## TASK DETAILS:
Below, find each line holding "blue" and state how many there are, using the number alone.

Data items
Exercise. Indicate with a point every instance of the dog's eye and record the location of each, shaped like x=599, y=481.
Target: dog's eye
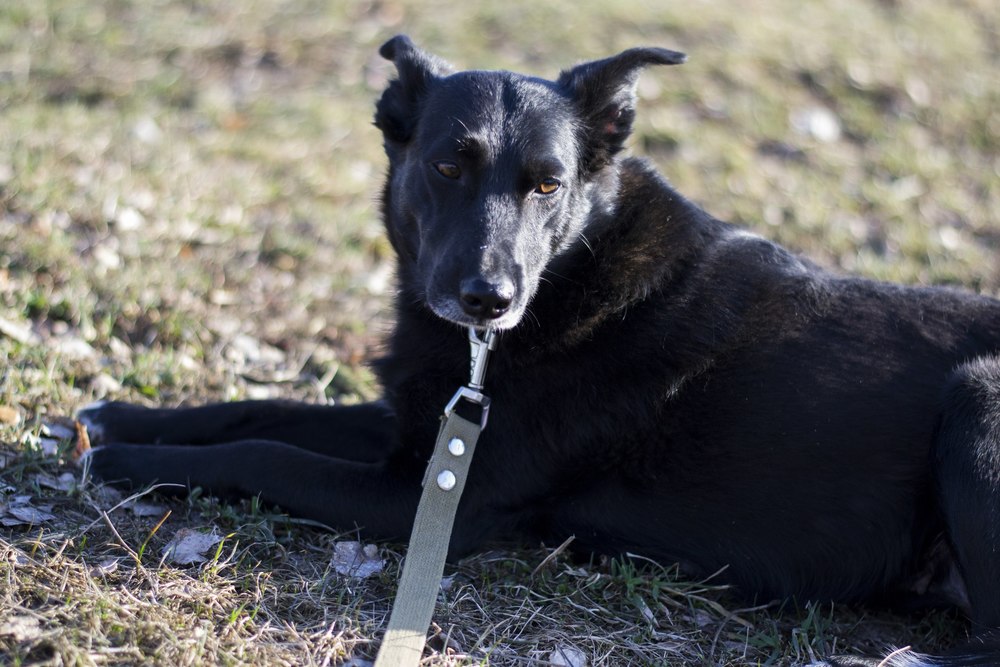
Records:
x=548, y=186
x=448, y=169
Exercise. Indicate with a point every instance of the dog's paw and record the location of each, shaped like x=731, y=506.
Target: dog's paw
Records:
x=106, y=421
x=111, y=464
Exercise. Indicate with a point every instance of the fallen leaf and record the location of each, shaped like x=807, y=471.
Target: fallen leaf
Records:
x=140, y=508
x=21, y=628
x=9, y=416
x=106, y=566
x=351, y=559
x=20, y=512
x=190, y=546
x=82, y=445
x=568, y=656
x=65, y=481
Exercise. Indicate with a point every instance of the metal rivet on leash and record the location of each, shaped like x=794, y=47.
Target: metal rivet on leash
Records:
x=421, y=579
x=446, y=480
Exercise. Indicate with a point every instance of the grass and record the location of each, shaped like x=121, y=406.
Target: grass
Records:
x=187, y=212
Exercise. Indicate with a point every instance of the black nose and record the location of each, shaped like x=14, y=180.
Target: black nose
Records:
x=487, y=300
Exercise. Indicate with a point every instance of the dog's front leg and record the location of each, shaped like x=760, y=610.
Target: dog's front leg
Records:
x=358, y=432
x=380, y=498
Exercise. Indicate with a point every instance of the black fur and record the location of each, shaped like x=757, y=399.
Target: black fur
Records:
x=665, y=383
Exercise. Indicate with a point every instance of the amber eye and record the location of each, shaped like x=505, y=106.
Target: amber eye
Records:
x=448, y=169
x=548, y=186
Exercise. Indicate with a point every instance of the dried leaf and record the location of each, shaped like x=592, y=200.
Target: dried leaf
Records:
x=21, y=628
x=105, y=567
x=9, y=416
x=140, y=508
x=568, y=656
x=82, y=445
x=65, y=482
x=189, y=546
x=351, y=559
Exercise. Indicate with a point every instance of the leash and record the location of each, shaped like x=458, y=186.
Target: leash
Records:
x=444, y=481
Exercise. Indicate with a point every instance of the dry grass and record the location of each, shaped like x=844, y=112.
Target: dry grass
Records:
x=187, y=213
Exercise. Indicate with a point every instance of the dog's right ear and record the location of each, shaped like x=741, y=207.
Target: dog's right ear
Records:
x=397, y=111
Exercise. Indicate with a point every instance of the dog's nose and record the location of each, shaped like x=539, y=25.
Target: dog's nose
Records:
x=487, y=300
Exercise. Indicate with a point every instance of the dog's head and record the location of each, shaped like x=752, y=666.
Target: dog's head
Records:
x=495, y=174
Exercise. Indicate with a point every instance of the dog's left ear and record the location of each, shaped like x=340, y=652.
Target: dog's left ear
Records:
x=604, y=92
x=396, y=113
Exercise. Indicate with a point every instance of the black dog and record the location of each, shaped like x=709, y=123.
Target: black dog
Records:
x=664, y=383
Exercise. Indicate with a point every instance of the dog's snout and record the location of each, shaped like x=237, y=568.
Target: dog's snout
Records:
x=486, y=300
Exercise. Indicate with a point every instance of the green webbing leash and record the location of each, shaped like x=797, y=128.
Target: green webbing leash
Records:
x=443, y=483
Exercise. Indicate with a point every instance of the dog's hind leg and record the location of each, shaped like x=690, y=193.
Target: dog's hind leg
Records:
x=967, y=471
x=358, y=432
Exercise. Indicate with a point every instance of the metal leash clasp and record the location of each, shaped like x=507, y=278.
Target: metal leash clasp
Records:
x=479, y=352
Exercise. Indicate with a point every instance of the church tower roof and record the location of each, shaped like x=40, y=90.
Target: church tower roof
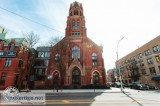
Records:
x=75, y=21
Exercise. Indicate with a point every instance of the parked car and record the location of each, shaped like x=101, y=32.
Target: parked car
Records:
x=140, y=86
x=150, y=87
x=118, y=84
x=134, y=84
x=110, y=84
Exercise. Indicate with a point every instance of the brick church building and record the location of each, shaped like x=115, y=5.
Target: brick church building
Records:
x=76, y=59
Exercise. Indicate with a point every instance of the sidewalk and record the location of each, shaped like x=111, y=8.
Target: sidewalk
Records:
x=112, y=90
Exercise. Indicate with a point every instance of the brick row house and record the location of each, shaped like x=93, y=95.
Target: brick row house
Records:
x=15, y=62
x=142, y=65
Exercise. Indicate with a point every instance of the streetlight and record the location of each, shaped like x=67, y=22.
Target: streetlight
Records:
x=119, y=66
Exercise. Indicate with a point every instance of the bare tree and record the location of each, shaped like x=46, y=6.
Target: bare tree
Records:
x=32, y=38
x=54, y=40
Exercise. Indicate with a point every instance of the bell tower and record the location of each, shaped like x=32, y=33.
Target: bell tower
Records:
x=75, y=21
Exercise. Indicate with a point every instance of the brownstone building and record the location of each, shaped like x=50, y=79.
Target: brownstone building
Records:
x=142, y=65
x=15, y=61
x=76, y=59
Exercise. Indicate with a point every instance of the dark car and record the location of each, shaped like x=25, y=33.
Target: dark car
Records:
x=134, y=85
x=118, y=84
x=140, y=86
x=150, y=87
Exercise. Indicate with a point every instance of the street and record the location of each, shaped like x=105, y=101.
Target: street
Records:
x=99, y=97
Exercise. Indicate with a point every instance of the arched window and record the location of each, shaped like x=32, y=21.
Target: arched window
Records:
x=70, y=14
x=96, y=78
x=11, y=46
x=94, y=59
x=57, y=57
x=73, y=24
x=76, y=52
x=75, y=12
x=78, y=24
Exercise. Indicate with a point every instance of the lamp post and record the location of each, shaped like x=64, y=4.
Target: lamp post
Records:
x=120, y=78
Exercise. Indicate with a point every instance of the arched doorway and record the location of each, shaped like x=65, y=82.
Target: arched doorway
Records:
x=56, y=80
x=96, y=78
x=76, y=78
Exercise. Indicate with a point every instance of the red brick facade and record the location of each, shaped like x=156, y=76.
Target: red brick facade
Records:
x=14, y=62
x=76, y=58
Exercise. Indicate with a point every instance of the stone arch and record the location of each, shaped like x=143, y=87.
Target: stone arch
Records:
x=76, y=77
x=96, y=79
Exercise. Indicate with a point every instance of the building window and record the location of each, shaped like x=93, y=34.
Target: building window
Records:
x=94, y=59
x=46, y=62
x=75, y=12
x=76, y=52
x=40, y=54
x=156, y=48
x=57, y=57
x=11, y=46
x=147, y=52
x=143, y=71
x=20, y=64
x=8, y=62
x=141, y=63
x=157, y=58
x=73, y=24
x=140, y=56
x=149, y=61
x=0, y=46
x=70, y=14
x=78, y=24
x=152, y=70
x=96, y=78
x=3, y=78
x=47, y=54
x=76, y=34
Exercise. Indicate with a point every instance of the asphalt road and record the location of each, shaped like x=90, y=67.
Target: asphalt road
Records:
x=101, y=98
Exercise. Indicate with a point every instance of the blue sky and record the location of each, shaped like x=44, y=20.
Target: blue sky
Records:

## THE ANSWER:
2